The programme's purpose
is to strengthen the capacity of local, central, and regional institutions and
key stakeholders in settlement and slum improvement through the use of good
governance and management approaches, pilot projects, and contributing, where
needed, to policy development and the implementation of institutional,
legislative, financial, and normative and implementation frameworks. To meet
these challenges, the PSUP programme seeks to harmonize with local and national
stakeholders on key slum upgrading projects through creating a network for
regional slum upgrading challenges. For this purpose, regional training and
policy seminars on the programme's concept, themes, and methods will be
organized with all stakeholders involved. The programme also aims to support
local and national authorities in identifying adequate funding to carry out
specific activities.
Objective 1: To enable
national, city and community representatives and planning authorities to assess
urban development needs and urban poverty in ACP countries through applying
cross-sector approaches and building ownership for the urban sector challenges
– this includes the acknowledgement of informal settlements as an integral part
of cities, and with the population therein addressed through a rights-based
approach.
Particularly,
municipalities and line ministries responsible for urban development lack human
and financial resources for urban governance and management. Actions in urban
areas lack coordination and often there is duplication of efforts addressing
the same context with very limited resources. Further, apart from strengthening
institutions to address urban poverty in an appropriate way, a link between
financing and technical government bodies is essential to finance urban poverty
in a sustainable way, also beyond this action.
Objective 2: To empower
ACP countries national, city and community representatives as well as planning
authorities to address slum dwellers' needs for better living conditions in
their cities with adequate planning tools and realistic resource mobilization
strategies – addressing and including the slum population directly in designing
slum upgrading programmes.
Often the identification
of slum upgrading needs lack continuation, implementation and the participation
of the target group. The formulation of slum upgrading projects is often
isolated and sector specific. This often leads to single projects improving living
conditions in the short-term or even leading to conflicts and negative impacts
on the ground.
The capacity to develop
slum upgrading programmes in an integrated and participatory manner under the
leadership of the government and in the context of the whole city or town, with
its overall development opportunities, is not taken care off.

[Dataset records about object locations]
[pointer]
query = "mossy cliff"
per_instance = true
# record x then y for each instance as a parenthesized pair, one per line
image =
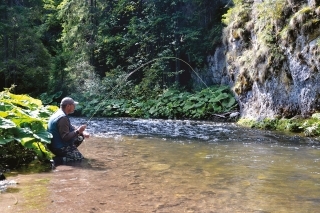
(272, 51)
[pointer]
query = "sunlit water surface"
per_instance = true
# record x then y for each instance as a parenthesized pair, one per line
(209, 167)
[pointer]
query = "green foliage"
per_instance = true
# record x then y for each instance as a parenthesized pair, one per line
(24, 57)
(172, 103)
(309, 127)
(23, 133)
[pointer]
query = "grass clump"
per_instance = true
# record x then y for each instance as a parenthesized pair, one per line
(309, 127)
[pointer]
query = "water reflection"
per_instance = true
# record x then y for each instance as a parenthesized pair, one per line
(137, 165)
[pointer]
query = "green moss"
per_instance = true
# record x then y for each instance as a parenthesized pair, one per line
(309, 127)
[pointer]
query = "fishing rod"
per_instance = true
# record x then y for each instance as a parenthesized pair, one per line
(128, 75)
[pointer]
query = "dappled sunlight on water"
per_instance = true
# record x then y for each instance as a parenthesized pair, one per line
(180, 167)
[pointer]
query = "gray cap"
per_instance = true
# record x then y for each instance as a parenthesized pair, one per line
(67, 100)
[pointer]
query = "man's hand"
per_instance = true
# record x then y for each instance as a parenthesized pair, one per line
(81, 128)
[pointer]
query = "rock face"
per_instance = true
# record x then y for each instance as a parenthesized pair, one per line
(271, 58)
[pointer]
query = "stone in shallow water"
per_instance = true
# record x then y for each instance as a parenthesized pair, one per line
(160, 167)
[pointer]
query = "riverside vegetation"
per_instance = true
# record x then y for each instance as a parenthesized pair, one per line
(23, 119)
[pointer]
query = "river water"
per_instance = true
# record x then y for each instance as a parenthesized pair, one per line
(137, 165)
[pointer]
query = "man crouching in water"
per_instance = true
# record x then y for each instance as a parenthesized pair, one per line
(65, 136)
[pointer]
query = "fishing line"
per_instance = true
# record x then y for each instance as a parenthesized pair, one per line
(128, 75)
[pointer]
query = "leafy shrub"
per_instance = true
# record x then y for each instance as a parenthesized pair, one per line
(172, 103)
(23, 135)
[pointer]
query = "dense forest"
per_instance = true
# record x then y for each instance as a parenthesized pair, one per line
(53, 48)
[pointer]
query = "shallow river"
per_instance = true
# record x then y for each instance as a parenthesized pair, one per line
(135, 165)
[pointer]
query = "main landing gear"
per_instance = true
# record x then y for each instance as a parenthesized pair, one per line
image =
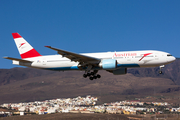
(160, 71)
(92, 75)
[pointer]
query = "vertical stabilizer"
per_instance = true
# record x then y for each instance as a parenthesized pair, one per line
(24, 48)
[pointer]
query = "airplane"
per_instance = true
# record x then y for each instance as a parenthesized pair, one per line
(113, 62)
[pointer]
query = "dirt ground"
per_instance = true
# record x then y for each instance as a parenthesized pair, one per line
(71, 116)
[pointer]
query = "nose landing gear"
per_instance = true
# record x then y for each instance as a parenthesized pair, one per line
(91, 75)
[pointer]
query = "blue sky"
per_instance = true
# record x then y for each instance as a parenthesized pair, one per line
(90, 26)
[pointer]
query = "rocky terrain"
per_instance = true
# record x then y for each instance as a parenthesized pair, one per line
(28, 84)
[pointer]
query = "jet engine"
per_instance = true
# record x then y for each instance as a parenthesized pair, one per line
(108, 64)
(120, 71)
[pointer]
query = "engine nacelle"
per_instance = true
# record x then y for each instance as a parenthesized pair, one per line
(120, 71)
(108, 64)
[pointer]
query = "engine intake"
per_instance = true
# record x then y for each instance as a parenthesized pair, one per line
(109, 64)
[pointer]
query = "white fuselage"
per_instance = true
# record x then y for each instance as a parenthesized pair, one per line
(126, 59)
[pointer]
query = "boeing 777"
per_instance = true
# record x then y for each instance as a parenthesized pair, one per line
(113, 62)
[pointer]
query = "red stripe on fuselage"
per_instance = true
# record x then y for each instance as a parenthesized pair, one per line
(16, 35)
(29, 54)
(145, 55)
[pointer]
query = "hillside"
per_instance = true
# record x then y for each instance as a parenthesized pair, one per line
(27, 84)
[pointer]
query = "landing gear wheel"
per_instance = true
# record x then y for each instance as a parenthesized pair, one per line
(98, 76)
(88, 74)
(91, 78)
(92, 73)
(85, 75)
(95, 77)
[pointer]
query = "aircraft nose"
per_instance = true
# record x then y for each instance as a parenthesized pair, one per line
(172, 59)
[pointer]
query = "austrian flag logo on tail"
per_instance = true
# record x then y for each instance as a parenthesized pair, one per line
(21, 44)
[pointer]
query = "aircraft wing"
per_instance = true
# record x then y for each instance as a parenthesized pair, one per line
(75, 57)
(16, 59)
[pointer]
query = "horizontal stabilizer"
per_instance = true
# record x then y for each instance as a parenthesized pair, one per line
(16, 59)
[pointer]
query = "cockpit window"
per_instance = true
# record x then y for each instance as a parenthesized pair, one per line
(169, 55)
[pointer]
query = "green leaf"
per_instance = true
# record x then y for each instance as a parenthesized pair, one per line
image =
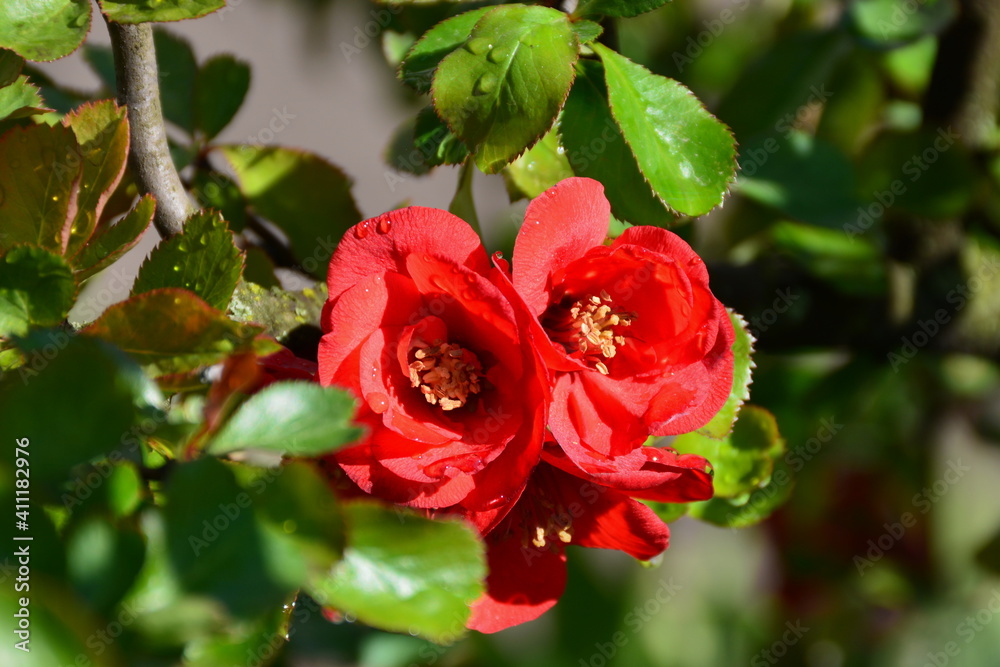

- _SET TASK 1_
In the slum upgrading programme text, what do municipalities and line ministries responsible for urban development lack?
- _SET TASK 2_
Please pick up the slum upgrading programme text after its final sentence and carry it forward.

- _OUTPUT 1_
Human and financial resources for urban governance and management.

- _OUTPUT 2_
In addition, policy and
regulatory frameworks often hinder sustainable and affordable urban
infrastructure, land and housing (from plot sizes, land regulations or secure tenure
and housing building codes to provision of basic services). This programme aims
at overcoming divides of the informal and formal city and improvement at
national and city or town level.
Objective 3: Empower
national, city and community representatives and planning authorities to
implement innovative slum upgrading programmes that demonstrate successful slum
upgrading interventions which are to be up-scaled and replicated in other
towns, cities and neighbourhoods and increase visibility.
Besides during the
implementation of slum upgrading programmes, not all key stakeholders are aware
or involved in the process. This can lead to institutional and community
blockages in cross-sector activities or to the initial target group not fully
benefiting from the action, and if implemented with external experts, the lack
of replication and institutional memory.
The design and
implementation of slum upgrading activities shall be carried by all
stakeholders with their different roles. It shall create job opportunities for
the target group and be enriched through their local knowledge. By having the
cross-sector approach, actions and improvements shall multiply their impact
through feeding into each other. The high visibility and improved capacity
shall lead to an up-scaling and replication of activities finding its
reflection in national priorities, budgets and policies beyond this action.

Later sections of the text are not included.